(Coordinate annotation entries)
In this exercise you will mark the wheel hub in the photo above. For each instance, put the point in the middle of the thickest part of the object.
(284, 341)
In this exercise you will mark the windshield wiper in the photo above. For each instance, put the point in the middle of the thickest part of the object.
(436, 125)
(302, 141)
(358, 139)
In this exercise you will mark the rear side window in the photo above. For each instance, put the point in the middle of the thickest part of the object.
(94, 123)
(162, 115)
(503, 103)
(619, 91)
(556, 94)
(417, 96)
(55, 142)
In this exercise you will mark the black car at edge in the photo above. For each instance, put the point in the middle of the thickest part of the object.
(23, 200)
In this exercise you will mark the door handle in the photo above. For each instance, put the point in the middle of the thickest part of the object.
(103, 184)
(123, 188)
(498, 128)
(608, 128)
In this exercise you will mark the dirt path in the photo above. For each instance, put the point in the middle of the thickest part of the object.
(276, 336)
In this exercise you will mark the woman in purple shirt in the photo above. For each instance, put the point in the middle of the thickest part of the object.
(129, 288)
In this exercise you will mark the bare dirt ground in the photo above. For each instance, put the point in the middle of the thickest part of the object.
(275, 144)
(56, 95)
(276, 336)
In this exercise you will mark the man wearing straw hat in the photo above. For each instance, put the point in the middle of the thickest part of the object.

What is required ▸
Can you copy every item above, reproducing each line verbatim?

Expected output ▸
In this exercise you will mark the wheel hub in the photo above. For each instance, put the point in the middle of the thickest part of the object.
(284, 341)
In this exercise you will mark the windshield wiper in the photo above. For each instance, put the point in the middle of the thickest part of the object.
(436, 125)
(302, 141)
(358, 139)
In this exercise you will mark the rear side window in the photo above. For each instance, put the point in the middle of the thickest part of the object.
(94, 123)
(162, 115)
(503, 103)
(619, 91)
(556, 94)
(417, 96)
(55, 142)
In this exercise you will mark the black car at edge in the photo above. For each instance, put the point in the middle of the thickest part of the object.
(23, 200)
In this exercise you will mark the door handle in the photo above. For each instance, put the point in the middle of the thickest part of the object.
(103, 184)
(123, 188)
(498, 128)
(608, 128)
In this exercise you will mark the dirt path in the photo above. For each instance, put the point in the middle of the thickest part of the object.
(276, 336)
In this exercise you will mark the woman in purple shirt in the photo above. For each instance, put the point in the middle of the thickest part of the object.
(129, 288)
In this exercise you will mark the bare dirt ground in the photo above. For each instance, put the point in the middle of the thickest part of the object.
(275, 144)
(56, 95)
(276, 336)
In this exercise you will mark the man wearing straw hat in the photo above. For each instance, put the point in the middle of the thickest part of the object.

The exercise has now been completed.